**EXCERPTED DATA**
<<<<
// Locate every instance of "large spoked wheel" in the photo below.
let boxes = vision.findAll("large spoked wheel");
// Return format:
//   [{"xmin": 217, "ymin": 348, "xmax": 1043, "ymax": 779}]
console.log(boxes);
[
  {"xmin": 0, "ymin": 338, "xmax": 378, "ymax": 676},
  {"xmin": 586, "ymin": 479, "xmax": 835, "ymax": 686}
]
>>>>
**EXERCISE OBJECTIVE**
Rewrite the records with every "large spoked wheel" changed to "large wooden wheel", leaving everything else as it is.

**FULL SOLUTION**
// Locate every instance of "large wooden wheel" in the photo below.
let boxes = vision.findAll("large wooden wheel");
// Return format:
//   [{"xmin": 217, "ymin": 348, "xmax": 1043, "ymax": 779}]
console.log(boxes);
[
  {"xmin": 0, "ymin": 338, "xmax": 378, "ymax": 676},
  {"xmin": 586, "ymin": 479, "xmax": 835, "ymax": 686}
]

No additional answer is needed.